**What to do**
Render every line of the items below as a JSON list of strings, one string per line, with blank lines omitted.

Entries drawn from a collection
■ ■ ■ ■ ■

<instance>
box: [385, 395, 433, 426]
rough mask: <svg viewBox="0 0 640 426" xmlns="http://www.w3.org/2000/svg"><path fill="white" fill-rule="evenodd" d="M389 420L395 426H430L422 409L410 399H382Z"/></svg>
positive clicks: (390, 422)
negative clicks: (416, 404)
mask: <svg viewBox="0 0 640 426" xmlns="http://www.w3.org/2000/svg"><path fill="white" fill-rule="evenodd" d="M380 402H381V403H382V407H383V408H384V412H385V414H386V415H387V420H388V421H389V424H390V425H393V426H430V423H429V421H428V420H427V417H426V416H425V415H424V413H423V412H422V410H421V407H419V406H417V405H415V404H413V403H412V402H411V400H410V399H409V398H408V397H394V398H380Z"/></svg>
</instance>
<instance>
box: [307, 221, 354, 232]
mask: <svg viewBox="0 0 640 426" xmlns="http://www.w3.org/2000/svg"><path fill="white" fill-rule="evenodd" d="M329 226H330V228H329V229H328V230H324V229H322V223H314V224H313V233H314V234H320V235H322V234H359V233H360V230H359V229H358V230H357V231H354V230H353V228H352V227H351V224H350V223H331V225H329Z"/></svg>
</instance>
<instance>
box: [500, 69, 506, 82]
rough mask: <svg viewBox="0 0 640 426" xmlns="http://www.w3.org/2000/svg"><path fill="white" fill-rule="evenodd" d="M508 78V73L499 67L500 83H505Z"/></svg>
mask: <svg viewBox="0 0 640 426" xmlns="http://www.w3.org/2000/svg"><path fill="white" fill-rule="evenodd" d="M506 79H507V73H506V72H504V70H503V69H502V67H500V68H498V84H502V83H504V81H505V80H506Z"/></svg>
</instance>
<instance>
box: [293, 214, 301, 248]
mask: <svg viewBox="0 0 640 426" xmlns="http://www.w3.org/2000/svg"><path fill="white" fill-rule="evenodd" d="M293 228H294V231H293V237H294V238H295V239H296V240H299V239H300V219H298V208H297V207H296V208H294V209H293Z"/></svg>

■ ■ ■ ■ ■

**Answer to this problem**
[
  "<instance>",
  "box: [385, 395, 433, 426]",
  "rough mask: <svg viewBox=\"0 0 640 426\" xmlns=\"http://www.w3.org/2000/svg\"><path fill=\"white\" fill-rule=\"evenodd\" d=\"M389 420L395 426H430L422 409L410 399H382Z\"/></svg>",
  "positive clicks: (390, 422)",
  "negative clicks: (416, 404)",
  "mask: <svg viewBox=\"0 0 640 426\" xmlns=\"http://www.w3.org/2000/svg\"><path fill=\"white\" fill-rule=\"evenodd\" d=\"M380 402H381V403H382V407H383V408H384V412H385V414H386V415H387V420H388V421H389V424H390V425H393V426H430V423H429V421H428V420H427V417H426V416H425V415H424V413H423V412H422V410H421V407H419V406H417V405H415V404H413V403H412V402H411V400H410V399H409V398H408V397H394V398H380Z\"/></svg>",
  "</instance>",
  "<instance>",
  "box: [307, 221, 354, 232]",
  "mask: <svg viewBox=\"0 0 640 426\" xmlns=\"http://www.w3.org/2000/svg\"><path fill=\"white\" fill-rule=\"evenodd\" d=\"M329 226H330V228H329V229H328V230H324V229H322V223H314V224H313V233H314V234H320V235H322V234H359V233H360V230H359V229H358V230H357V231H354V230H353V228H352V227H351V224H350V223H331V225H329Z\"/></svg>",
  "</instance>",
  "<instance>",
  "box: [500, 69, 506, 82]",
  "rough mask: <svg viewBox=\"0 0 640 426\" xmlns=\"http://www.w3.org/2000/svg\"><path fill=\"white\" fill-rule=\"evenodd\" d=\"M508 78V73L499 67L500 83H505Z\"/></svg>",
  "mask: <svg viewBox=\"0 0 640 426\" xmlns=\"http://www.w3.org/2000/svg\"><path fill=\"white\" fill-rule=\"evenodd\" d=\"M506 79H507V73H506V72H504V70H503V69H502V67H500V68H498V84H502V83H504V81H505V80H506Z\"/></svg>",
  "</instance>",
  "<instance>",
  "box: [293, 214, 301, 248]",
  "mask: <svg viewBox=\"0 0 640 426\" xmlns=\"http://www.w3.org/2000/svg\"><path fill=\"white\" fill-rule=\"evenodd\" d=\"M293 228H294V231H293V237H294V238H295V239H296V240H299V239H300V219H298V208H297V207H296V208H294V209H293Z\"/></svg>"
]